** Work request **
If a line in the entries below holds the string "rough", copy it.

───── Data for this task ─────

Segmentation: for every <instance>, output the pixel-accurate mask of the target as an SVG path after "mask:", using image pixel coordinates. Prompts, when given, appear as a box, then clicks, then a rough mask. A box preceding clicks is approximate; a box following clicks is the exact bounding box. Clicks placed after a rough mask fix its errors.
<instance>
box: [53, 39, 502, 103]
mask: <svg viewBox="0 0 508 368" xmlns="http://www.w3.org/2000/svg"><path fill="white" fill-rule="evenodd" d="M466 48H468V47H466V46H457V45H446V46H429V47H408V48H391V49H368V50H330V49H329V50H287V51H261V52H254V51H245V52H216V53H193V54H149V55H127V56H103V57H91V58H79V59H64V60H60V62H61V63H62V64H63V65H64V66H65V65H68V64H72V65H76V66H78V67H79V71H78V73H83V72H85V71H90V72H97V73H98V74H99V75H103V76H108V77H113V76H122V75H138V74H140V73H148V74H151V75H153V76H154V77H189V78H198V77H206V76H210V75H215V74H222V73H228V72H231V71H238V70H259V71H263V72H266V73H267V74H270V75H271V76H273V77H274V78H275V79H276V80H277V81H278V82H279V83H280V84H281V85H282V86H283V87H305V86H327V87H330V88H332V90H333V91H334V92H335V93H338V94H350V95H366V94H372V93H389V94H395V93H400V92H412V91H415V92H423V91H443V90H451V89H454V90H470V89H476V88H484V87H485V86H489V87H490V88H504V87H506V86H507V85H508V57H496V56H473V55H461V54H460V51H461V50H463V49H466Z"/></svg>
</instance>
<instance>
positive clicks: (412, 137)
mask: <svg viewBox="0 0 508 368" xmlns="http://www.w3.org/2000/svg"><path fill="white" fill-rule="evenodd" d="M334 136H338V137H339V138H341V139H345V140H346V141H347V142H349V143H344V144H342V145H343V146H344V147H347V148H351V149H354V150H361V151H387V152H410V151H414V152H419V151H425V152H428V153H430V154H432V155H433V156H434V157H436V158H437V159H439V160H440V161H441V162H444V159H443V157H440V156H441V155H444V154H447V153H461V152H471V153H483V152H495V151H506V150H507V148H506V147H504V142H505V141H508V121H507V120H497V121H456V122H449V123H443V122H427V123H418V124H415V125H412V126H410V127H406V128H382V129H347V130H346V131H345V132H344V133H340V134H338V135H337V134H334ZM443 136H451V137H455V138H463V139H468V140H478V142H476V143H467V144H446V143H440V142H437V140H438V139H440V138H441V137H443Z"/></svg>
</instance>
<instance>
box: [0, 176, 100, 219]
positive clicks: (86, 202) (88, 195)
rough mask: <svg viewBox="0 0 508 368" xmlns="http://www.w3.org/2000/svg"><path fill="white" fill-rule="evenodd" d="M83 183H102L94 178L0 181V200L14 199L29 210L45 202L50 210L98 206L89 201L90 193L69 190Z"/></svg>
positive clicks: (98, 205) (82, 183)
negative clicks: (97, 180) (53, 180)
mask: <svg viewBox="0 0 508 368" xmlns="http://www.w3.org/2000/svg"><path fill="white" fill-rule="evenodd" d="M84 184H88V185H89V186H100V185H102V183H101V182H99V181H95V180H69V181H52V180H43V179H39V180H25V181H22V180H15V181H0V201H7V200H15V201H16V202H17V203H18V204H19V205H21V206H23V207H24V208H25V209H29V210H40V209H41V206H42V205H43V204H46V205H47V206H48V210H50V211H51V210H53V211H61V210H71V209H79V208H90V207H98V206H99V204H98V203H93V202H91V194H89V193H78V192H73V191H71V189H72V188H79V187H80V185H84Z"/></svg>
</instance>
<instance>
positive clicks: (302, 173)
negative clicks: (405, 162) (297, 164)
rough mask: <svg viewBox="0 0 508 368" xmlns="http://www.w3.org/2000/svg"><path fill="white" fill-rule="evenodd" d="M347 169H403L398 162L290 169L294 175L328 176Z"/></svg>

─────

** Result of the exercise **
Segmentation: for every <instance>, output the pixel-accurate mask of the target as an SVG path after "mask:", using image pixel coordinates. Prompts, when given, appear as a box, then clicks, then a rough mask. A box preceding clicks is approximate; a box following clicks is the exact bounding box. Clicks placed after a rough mask fix its errors.
rough mask: <svg viewBox="0 0 508 368" xmlns="http://www.w3.org/2000/svg"><path fill="white" fill-rule="evenodd" d="M83 183H102L94 178L0 181V200L14 199L29 210L45 202L50 210L98 206L89 201L90 193L69 190Z"/></svg>
rough mask: <svg viewBox="0 0 508 368" xmlns="http://www.w3.org/2000/svg"><path fill="white" fill-rule="evenodd" d="M347 169H403L398 162L290 169L294 175L328 176Z"/></svg>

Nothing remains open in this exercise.